### Problem requirements
Could you reproduce the stretch from the line containing "Indicate every instance of the snow" through the end of the items, request included, adding 12 to every number in the answer coordinates?

### Exercise data
++++++++++
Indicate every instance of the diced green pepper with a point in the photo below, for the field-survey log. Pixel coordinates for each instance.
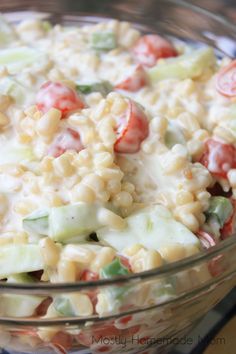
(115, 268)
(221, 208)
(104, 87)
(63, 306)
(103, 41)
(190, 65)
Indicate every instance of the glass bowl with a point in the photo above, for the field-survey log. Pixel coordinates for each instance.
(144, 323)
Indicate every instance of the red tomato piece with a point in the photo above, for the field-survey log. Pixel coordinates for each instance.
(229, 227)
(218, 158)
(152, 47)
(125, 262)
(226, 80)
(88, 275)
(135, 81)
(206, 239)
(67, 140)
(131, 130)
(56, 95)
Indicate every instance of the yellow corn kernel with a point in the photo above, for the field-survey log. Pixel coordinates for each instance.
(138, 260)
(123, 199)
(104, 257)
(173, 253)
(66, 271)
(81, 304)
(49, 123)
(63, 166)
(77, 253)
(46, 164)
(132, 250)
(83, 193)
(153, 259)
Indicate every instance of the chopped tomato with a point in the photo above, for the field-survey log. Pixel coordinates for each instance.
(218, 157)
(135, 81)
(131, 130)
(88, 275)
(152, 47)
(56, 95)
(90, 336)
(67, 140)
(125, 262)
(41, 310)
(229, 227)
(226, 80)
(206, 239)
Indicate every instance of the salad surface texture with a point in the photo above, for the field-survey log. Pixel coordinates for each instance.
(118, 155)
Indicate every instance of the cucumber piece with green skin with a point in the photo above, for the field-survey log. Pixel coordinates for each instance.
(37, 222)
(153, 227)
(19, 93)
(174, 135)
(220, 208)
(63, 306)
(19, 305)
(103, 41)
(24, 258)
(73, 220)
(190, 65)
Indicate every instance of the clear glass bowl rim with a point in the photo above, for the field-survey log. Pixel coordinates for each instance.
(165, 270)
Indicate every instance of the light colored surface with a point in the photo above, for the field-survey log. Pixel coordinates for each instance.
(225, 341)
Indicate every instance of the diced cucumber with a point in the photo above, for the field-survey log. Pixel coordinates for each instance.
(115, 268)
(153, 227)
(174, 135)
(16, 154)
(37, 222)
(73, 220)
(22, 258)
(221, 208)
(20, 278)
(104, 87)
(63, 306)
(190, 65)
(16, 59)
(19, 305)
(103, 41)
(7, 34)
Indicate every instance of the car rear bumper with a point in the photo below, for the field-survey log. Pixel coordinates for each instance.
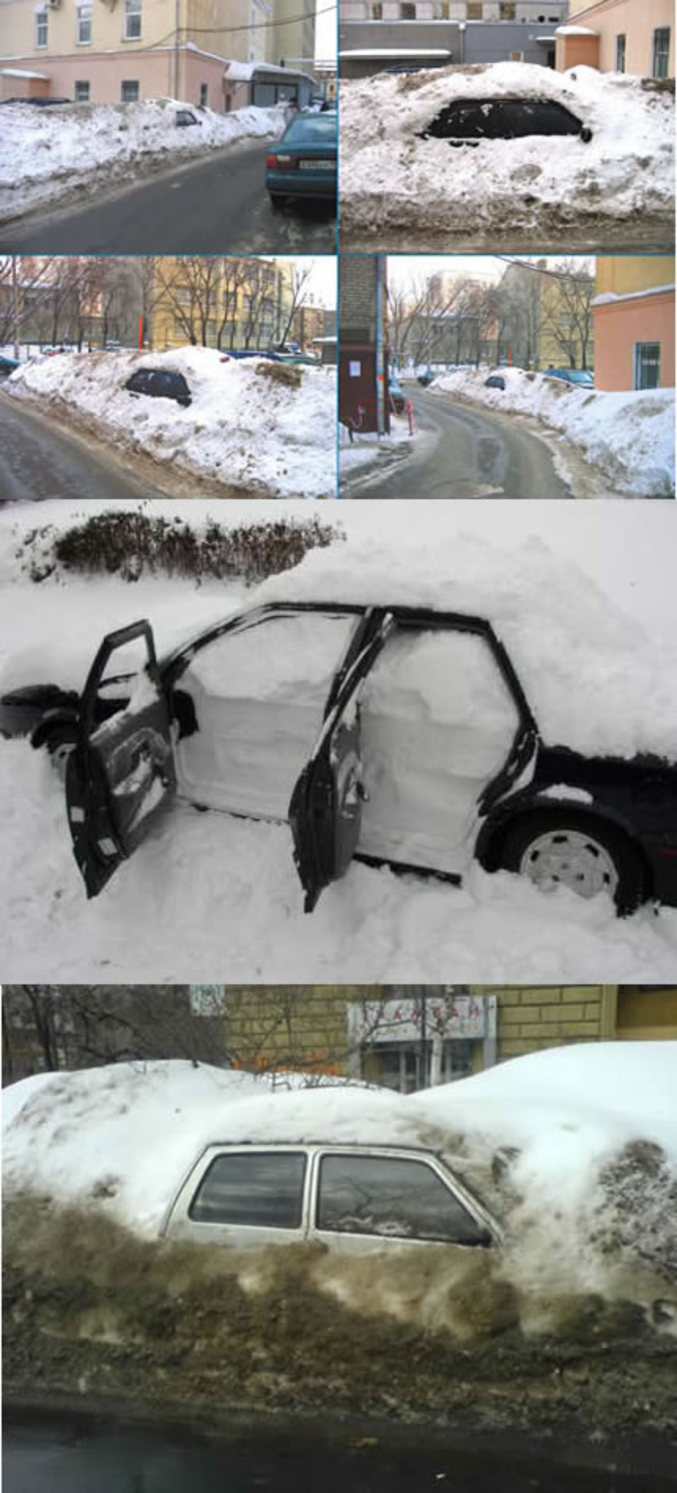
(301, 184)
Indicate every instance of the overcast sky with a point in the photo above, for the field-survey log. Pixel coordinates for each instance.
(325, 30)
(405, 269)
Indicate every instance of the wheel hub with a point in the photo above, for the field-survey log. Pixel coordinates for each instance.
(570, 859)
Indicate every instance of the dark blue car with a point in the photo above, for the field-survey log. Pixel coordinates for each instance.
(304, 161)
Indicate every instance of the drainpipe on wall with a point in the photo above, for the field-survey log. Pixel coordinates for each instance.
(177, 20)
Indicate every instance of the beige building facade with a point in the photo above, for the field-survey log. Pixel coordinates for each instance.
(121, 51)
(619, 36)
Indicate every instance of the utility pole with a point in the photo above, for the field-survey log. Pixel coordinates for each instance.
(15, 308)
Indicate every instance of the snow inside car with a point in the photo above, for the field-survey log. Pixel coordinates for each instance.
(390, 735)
++++++++++
### Right answer
Indicate every instance of the snow inside car with a point in the photo above, for the field-survey log. Pixel coordinates for each instance.
(402, 747)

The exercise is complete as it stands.